• Task prompt: Each entry below is to be given again word for word, with no pictures.

• Stored records:
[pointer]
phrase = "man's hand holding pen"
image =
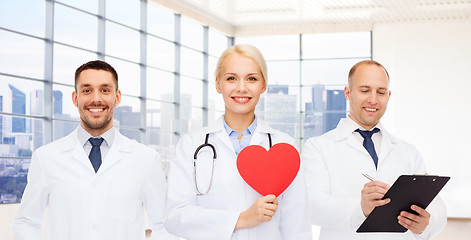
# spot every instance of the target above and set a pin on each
(371, 196)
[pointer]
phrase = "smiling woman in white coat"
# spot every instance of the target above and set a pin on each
(207, 198)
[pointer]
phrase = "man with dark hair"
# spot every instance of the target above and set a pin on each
(95, 183)
(340, 196)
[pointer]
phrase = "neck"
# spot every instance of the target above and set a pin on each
(239, 122)
(96, 132)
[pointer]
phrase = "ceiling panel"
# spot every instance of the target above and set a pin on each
(258, 17)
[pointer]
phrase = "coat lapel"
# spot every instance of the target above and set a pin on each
(260, 134)
(73, 147)
(121, 146)
(387, 144)
(217, 128)
(343, 133)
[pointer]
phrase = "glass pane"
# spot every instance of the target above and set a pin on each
(327, 71)
(16, 131)
(122, 42)
(192, 34)
(23, 16)
(215, 101)
(20, 96)
(128, 113)
(212, 62)
(160, 116)
(354, 44)
(84, 32)
(67, 60)
(278, 107)
(191, 63)
(129, 81)
(191, 92)
(160, 85)
(131, 134)
(124, 11)
(63, 106)
(160, 53)
(275, 47)
(160, 22)
(324, 106)
(86, 5)
(61, 129)
(13, 173)
(217, 42)
(283, 72)
(18, 49)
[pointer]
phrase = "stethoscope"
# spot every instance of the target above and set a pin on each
(195, 157)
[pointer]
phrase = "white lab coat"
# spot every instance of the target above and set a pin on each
(84, 205)
(214, 216)
(334, 163)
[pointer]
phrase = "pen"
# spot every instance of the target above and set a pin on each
(368, 176)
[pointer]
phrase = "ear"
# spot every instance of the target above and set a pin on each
(347, 93)
(74, 98)
(118, 98)
(218, 88)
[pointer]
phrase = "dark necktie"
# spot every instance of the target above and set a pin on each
(95, 153)
(368, 143)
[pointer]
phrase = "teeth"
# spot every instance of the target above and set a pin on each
(96, 109)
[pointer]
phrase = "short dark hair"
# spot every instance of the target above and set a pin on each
(96, 65)
(365, 62)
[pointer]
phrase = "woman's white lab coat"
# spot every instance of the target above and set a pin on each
(214, 215)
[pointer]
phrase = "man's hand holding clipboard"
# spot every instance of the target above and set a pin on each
(400, 207)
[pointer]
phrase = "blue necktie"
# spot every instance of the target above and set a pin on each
(368, 143)
(95, 153)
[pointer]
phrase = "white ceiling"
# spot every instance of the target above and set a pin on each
(265, 17)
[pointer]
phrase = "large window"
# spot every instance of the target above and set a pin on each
(306, 78)
(161, 59)
(165, 64)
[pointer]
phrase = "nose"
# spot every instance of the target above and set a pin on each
(241, 86)
(373, 98)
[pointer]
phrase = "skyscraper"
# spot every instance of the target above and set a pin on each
(336, 106)
(18, 107)
(280, 109)
(1, 120)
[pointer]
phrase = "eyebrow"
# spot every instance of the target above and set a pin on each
(250, 74)
(366, 86)
(89, 85)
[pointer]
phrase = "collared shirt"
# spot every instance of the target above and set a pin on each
(108, 137)
(246, 136)
(377, 137)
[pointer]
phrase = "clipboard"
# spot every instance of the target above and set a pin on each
(407, 190)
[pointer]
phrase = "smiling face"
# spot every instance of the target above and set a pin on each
(240, 82)
(96, 96)
(368, 94)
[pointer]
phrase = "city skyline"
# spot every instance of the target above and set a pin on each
(19, 136)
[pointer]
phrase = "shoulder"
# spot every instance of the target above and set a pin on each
(326, 138)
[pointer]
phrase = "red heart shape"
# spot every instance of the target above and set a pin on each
(269, 172)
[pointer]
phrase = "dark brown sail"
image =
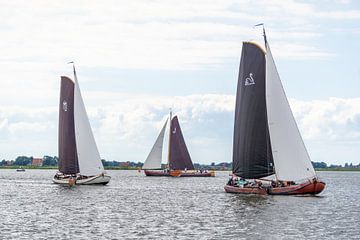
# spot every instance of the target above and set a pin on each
(179, 157)
(252, 156)
(68, 162)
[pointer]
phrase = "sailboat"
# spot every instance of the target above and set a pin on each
(179, 160)
(269, 155)
(79, 158)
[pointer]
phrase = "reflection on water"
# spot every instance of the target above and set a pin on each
(133, 206)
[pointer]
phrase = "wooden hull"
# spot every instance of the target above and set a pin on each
(310, 187)
(307, 188)
(101, 179)
(245, 190)
(161, 173)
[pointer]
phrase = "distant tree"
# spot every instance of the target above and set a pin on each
(50, 161)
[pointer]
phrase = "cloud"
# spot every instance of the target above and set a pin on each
(125, 127)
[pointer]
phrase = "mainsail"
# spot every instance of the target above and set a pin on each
(68, 162)
(291, 159)
(87, 152)
(179, 157)
(252, 155)
(153, 161)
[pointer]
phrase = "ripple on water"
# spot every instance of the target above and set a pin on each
(133, 206)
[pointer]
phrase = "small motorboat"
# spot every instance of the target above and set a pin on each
(269, 155)
(71, 180)
(179, 162)
(309, 187)
(79, 158)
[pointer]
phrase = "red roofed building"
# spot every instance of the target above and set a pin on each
(37, 162)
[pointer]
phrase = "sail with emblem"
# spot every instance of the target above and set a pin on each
(291, 159)
(153, 161)
(87, 152)
(267, 145)
(252, 155)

• Problem solution:
[pointer]
phrase = "man's hand holding pen"
image =
# spot every instance of the target above and set a pin on each
(371, 196)
[pointer]
phrase = "smiling woman in white coat"
# spot every instance of the target above and set a pin on each
(207, 198)
[pointer]
phrase = "man with dark hair"
# spot every instance of the target above and set a pin on each
(95, 183)
(340, 196)
[pointer]
phrase = "neck"
# spot every instance of the target above and set a pin on each
(239, 122)
(96, 132)
[pointer]
phrase = "ceiling panel"
# spot every instance of the target above and set a pin on each
(258, 17)
[pointer]
phrase = "coat lapel"
# spot every instance of the target above and set a pin on each
(260, 134)
(73, 147)
(121, 146)
(387, 144)
(217, 128)
(343, 133)
[pointer]
phrase = "glass pane"
# spot every instance of the target above and set a pin on each
(327, 71)
(16, 131)
(122, 42)
(192, 34)
(23, 16)
(215, 101)
(20, 96)
(128, 113)
(212, 62)
(160, 116)
(354, 44)
(84, 32)
(67, 60)
(278, 107)
(191, 63)
(129, 81)
(191, 92)
(160, 85)
(131, 134)
(124, 11)
(63, 106)
(160, 53)
(275, 47)
(160, 22)
(324, 106)
(86, 5)
(61, 129)
(13, 173)
(217, 42)
(283, 72)
(18, 49)
[pointer]
phrase = "stethoscope"
# spot every instance of the target above and set a pin on each
(195, 157)
[pointer]
phrase = "white lab coat"
# spot every instance of the target above and set a pin on each
(84, 205)
(214, 216)
(334, 163)
[pointer]
phrase = "pen"
# spot every instance of the target above and set a pin on each
(368, 176)
[pointer]
phrase = "ear"
# spot every instance of the target above and set a pin on each
(347, 93)
(74, 98)
(118, 98)
(218, 88)
[pointer]
phrase = "dark necktie"
# spot every instance of the target above and set a pin on each
(95, 153)
(368, 143)
[pointer]
phrase = "teeth"
# spot every instance of the target above and set a pin on each
(96, 109)
[pointer]
phrase = "short dark hair"
# spot every instance of the target above and set a pin on each
(96, 65)
(365, 62)
[pointer]
phrase = "woman's white lab coat"
# spot every instance of the target above and set a pin on each
(214, 215)
[pointer]
phrase = "man's hand holding clipboard"
# spot every instance of the target above and set a pin on each
(400, 207)
[pointer]
phrase = "blue necktie"
# spot every instance of the target above and set a pin on each
(368, 143)
(95, 153)
[pointer]
phrase = "white ceiling"
# spot every instance of the target above and set a pin on each
(265, 17)
[pointer]
phrase = "large window"
# spot every instance of the target above and set a pin on each
(306, 78)
(161, 59)
(165, 64)
[pointer]
phrase = "nose"
# spot every instance of the target above and set a pin on each
(241, 86)
(373, 98)
[pointer]
phrase = "skyscraper"
# spot every instance of the target above and set a pin on each
(336, 106)
(18, 107)
(280, 109)
(1, 120)
[pointer]
phrase = "eyebrow"
# spot every instance of the target above and set a pin on each
(250, 74)
(366, 86)
(89, 85)
[pointer]
phrase = "collared shirt"
# spot every instance of the target above and set a pin on each
(108, 137)
(246, 136)
(377, 137)
[pointer]
phrase = "clipboard"
# spot every instance of the target above and set a pin on each
(407, 190)
[pointer]
phrase = "smiling face"
# spot every instance of the target above and set a pin on each
(240, 82)
(96, 96)
(368, 94)
[pointer]
phrase = "city skyline"
# spot every instance of the target above and set a pin on each
(19, 136)
[pointer]
phrase = "shoulder"
# spot every instance of the target above and set a pin on each
(326, 138)
[pointer]
phrase = "red heart shape"
# spot every instance of the target above and set a pin on each
(269, 172)
[pointer]
phrase = "dark brown sail"
image =
# spot every instance of the target above and set a pin on each
(179, 157)
(252, 156)
(68, 162)
[pointer]
phrase = "sailboat"
# spot every instance of the target above and set a pin on each
(179, 160)
(269, 155)
(79, 158)
[pointer]
phrase = "reflection on water"
# spot every instance of the target above and set a pin on each
(133, 206)
[pointer]
phrase = "wooden hull"
# spot every instance of the target above and set a pin on each
(310, 187)
(307, 188)
(101, 179)
(245, 190)
(161, 173)
[pointer]
phrase = "distant tree"
# spot every instance of the target above and set a pin on each
(50, 161)
[pointer]
phrase = "cloud"
# spot every instance of the target above and set a pin on each
(125, 127)
[pointer]
phrase = "mainsail"
# spot every instance of the target above and set a pin on each
(68, 162)
(291, 159)
(87, 152)
(179, 157)
(252, 155)
(153, 161)
[pointer]
phrase = "ripple on water"
# spot every instance of the target above and set a pin on each
(133, 206)
[pointer]
phrase = "small motorboat"
# spot every instance of the target above and set a pin on each
(269, 155)
(71, 180)
(179, 162)
(309, 187)
(79, 158)
[pointer]
phrase = "red roofed building"
# spot every instance of the target above and set a pin on each
(37, 162)
[pointer]
phrase = "sail with emblem"
# spot every instance of the target above and set a pin on each
(291, 159)
(153, 161)
(87, 152)
(267, 145)
(252, 155)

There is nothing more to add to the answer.